## What you have to do
Copy every line of the entries below that contains the string "most", treating uppercase and lowercase as different.

## Data rows
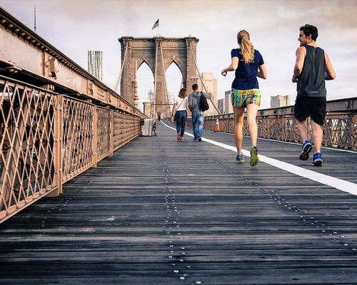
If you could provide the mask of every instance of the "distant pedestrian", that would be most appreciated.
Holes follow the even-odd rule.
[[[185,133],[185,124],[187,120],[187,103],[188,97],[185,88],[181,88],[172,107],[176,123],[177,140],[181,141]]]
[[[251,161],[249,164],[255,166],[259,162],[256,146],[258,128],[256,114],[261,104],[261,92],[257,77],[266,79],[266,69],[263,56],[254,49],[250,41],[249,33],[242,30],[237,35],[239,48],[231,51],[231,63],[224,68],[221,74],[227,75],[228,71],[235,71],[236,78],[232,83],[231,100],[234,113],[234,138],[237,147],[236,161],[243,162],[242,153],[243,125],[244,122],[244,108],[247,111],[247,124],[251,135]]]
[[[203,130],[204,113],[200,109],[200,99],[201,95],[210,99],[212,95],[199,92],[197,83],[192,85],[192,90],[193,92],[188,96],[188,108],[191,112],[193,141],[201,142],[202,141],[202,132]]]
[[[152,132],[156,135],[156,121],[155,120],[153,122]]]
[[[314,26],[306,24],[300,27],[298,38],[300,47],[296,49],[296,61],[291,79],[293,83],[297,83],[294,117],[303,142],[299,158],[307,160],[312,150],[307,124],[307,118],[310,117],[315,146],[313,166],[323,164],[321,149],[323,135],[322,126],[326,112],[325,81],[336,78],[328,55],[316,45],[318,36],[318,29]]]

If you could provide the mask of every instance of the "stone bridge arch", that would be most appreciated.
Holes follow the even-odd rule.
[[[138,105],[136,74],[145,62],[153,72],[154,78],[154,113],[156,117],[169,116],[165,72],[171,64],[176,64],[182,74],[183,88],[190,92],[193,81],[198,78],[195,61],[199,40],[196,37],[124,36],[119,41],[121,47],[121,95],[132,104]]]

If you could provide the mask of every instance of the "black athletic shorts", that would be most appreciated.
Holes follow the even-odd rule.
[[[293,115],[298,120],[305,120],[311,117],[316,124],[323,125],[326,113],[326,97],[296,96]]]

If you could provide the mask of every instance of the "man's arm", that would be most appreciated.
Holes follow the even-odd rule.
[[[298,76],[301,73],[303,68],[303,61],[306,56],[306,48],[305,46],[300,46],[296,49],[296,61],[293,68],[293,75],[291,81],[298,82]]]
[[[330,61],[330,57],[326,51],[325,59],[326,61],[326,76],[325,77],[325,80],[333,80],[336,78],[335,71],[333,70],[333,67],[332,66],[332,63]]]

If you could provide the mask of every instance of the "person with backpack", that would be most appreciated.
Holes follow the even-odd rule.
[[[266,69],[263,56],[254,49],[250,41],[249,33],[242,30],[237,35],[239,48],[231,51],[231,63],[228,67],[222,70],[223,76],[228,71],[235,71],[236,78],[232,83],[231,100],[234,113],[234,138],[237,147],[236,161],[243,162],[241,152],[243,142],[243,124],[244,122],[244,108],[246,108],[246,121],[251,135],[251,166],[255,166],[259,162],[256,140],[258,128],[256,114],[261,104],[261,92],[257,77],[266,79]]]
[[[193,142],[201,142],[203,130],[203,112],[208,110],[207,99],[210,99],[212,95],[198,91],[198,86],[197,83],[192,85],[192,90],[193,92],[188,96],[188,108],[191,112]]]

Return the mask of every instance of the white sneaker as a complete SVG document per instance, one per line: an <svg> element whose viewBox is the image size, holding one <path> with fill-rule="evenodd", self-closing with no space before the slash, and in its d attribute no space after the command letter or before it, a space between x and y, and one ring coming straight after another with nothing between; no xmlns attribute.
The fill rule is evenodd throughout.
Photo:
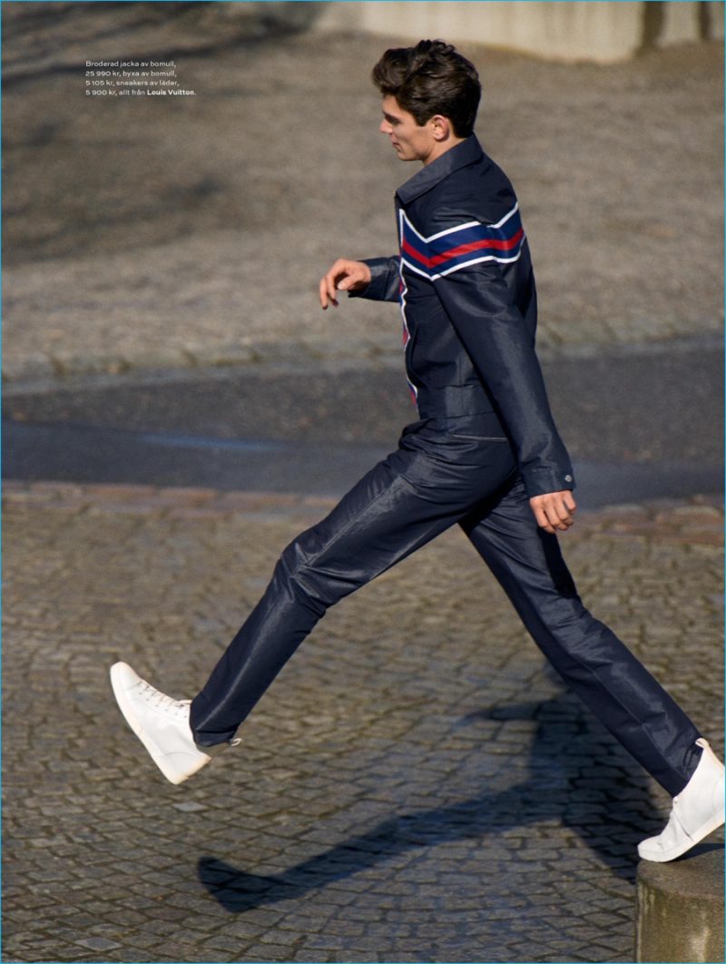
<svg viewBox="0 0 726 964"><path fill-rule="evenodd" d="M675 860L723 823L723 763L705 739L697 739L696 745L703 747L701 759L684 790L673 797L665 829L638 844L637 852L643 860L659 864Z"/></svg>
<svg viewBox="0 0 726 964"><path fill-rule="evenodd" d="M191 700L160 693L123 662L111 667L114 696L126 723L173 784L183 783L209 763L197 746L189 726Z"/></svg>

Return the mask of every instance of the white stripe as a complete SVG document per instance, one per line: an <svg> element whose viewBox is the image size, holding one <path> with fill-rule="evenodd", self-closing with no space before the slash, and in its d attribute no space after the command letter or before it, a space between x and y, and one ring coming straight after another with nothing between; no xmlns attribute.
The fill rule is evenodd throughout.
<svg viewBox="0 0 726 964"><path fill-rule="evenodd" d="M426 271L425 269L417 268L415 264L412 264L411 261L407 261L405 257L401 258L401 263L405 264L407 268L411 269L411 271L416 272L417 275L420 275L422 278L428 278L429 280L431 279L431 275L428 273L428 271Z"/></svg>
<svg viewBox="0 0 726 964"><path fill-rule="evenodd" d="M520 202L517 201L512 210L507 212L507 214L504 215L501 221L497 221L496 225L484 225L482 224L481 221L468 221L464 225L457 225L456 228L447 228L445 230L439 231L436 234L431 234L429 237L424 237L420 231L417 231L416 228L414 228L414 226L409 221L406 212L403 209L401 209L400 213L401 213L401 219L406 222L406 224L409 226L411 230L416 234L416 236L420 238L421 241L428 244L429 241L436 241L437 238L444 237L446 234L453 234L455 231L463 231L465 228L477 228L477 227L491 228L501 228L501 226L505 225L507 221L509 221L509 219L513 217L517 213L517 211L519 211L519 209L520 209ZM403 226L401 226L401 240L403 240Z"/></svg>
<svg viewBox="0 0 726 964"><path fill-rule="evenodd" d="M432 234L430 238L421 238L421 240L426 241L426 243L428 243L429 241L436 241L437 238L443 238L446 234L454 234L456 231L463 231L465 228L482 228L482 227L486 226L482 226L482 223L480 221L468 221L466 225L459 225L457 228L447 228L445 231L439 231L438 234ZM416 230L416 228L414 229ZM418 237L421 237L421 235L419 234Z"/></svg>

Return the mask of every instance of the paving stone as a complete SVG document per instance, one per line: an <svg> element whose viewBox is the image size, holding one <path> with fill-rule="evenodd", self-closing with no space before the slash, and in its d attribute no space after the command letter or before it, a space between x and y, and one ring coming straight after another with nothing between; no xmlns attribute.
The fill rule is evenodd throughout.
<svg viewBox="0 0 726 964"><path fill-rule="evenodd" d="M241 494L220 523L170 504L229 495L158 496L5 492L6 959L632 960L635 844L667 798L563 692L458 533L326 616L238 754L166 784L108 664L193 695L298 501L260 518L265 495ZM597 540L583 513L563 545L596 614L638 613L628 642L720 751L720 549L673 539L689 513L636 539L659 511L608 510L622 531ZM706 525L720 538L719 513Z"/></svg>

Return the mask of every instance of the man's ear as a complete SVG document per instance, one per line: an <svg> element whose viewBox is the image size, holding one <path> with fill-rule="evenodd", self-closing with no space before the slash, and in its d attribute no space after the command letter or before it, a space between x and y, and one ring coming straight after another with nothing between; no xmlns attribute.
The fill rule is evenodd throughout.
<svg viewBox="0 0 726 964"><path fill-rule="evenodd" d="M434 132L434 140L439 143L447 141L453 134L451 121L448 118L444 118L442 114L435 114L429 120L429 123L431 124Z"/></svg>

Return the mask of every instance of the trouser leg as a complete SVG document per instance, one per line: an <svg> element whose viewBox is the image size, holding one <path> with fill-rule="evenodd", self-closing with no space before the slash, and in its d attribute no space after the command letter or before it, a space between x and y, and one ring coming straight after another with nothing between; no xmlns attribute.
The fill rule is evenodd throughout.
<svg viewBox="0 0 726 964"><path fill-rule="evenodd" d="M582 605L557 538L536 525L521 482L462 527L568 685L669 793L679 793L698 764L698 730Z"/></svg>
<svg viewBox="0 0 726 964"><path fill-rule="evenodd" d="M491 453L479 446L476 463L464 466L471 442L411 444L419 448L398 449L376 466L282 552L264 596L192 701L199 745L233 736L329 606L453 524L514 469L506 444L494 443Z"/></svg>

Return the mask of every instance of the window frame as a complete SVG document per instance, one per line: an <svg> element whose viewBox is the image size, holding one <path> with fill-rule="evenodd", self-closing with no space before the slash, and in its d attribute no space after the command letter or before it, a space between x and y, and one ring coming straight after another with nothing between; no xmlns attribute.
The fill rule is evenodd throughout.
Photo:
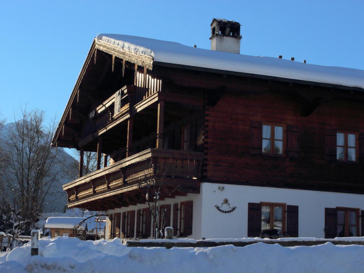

## Written solution
If you could provide the mask of every instance of the "distant pedestrian", that would be most appreciated.
If you could provide the mask of every instance of the "stone bridge arch", that would be most appreciated.
If you could provide the mask of every instance of the "black athletic shorts", that would be most appreciated.
If you could provide the mask of every instance of the "man's arm", that would be most appreciated.
If you could provide the mask of every instance of the "person with backpack", that would be most appreciated.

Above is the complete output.